**Text block:**
^^^^
Figure 3: Selecting Data during Data Pre-processing
Data Anonymisation
The anonymisation of data is paramount, it is critical that the following steps are carefully followed.
It is the responsibility of the Data Owner to de-identify datasets before they are supplied for OMOP conversion.
- Define Data Anonymisation
- Identify the Personally identifiable information (PII) / Personal Data: data attributes (see PII definition and description).
- Locate and highlight the Direct-Identifier data.
- Locate and highlight the Pseudo-Identifier data.
- Discuss with Data Owner which Pseudo-Identifier data should be removed (see PII definition and description) – Date of Birth must be removed!
- Anonymise dataset
-
It is the responsibility of the Data Owner to de-identify datasets!
-
Direct identifier data ‘must be removed’ from each dataset – remove the row data from the columns, do not delete the columns.
-
Remove agreed Pseudo-Identifier data – again, remove the row data, do not delete the columns.
^^^^
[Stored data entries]
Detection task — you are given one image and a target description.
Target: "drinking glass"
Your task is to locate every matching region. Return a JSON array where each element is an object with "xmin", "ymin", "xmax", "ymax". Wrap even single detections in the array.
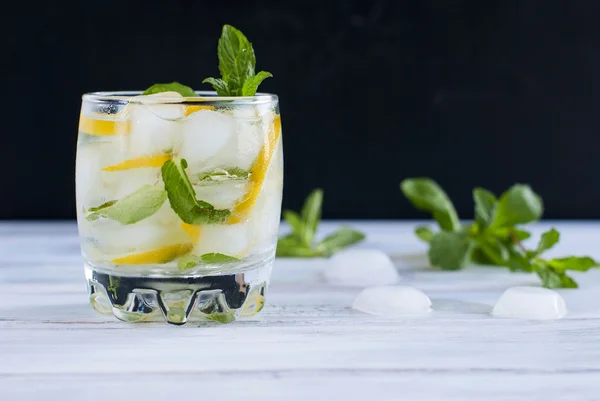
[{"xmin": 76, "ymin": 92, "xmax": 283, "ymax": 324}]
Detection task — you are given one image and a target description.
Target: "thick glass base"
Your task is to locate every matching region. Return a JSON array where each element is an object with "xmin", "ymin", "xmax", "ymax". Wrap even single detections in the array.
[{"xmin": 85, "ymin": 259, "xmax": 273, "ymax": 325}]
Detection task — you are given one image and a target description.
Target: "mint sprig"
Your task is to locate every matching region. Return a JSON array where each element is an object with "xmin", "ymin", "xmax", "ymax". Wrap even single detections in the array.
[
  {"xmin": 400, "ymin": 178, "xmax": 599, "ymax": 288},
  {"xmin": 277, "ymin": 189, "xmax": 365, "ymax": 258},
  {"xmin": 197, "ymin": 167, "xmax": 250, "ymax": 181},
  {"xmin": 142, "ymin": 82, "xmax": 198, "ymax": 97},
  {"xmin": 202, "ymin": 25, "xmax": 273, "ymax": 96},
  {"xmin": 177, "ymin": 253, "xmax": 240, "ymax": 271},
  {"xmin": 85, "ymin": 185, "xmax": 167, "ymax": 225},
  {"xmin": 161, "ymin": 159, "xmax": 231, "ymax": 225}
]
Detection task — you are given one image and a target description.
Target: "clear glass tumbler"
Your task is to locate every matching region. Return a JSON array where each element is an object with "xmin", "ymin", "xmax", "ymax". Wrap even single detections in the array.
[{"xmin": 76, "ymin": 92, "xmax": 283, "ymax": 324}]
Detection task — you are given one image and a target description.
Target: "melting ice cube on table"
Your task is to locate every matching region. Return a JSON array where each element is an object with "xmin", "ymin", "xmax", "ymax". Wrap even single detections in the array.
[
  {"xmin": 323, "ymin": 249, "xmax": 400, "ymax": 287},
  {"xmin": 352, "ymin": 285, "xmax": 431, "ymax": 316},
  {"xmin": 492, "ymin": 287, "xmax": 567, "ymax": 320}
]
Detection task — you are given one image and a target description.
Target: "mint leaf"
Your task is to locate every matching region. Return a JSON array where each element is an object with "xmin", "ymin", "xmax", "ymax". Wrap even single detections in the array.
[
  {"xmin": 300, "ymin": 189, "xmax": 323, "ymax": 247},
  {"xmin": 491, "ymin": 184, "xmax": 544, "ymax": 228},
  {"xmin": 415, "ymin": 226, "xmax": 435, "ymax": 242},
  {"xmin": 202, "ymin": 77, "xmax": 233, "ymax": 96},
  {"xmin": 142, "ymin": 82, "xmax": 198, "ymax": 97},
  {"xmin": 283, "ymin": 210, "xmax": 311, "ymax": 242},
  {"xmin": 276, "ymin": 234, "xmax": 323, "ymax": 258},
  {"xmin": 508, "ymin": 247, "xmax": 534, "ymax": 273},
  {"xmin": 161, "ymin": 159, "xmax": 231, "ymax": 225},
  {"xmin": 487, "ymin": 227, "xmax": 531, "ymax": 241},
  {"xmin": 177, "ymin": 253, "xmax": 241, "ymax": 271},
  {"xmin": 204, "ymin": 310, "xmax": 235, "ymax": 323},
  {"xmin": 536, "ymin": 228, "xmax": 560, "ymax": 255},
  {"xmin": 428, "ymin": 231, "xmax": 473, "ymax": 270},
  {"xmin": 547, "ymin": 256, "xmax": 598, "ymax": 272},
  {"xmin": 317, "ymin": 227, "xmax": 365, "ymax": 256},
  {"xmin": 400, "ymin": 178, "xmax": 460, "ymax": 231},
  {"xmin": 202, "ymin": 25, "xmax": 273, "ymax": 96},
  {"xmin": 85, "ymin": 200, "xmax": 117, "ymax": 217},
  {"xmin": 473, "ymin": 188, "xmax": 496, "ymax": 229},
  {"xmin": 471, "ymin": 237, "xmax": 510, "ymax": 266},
^^^^
**Work item:**
Repeat the data anonymization text between "Figure 3: Selecting" and "must be removed!", inclusive, substituting "Data Custodian" for "Data Owner".

**Exercise solution:**
Figure 3: Selecting Data during Data Pre-processing
Data Anonymisation
The anonymisation of data is paramount, it is critical that the following steps are carefully followed.
It is the responsibility of the Data Custodian to de-identify datasets before they are supplied for OMOP conversion.
- Define Data Anonymisation
- Identify the Personally identifiable information (PII) / Personal Data: data attributes (see PII definition and description).
- Locate and highlight the Direct-Identifier data.
- Locate and highlight the Pseudo-Identifier data.
- Discuss with Data Custodian which Pseudo-Identifier data should be removed (see PII definition and description) – Date of Birth must be removed!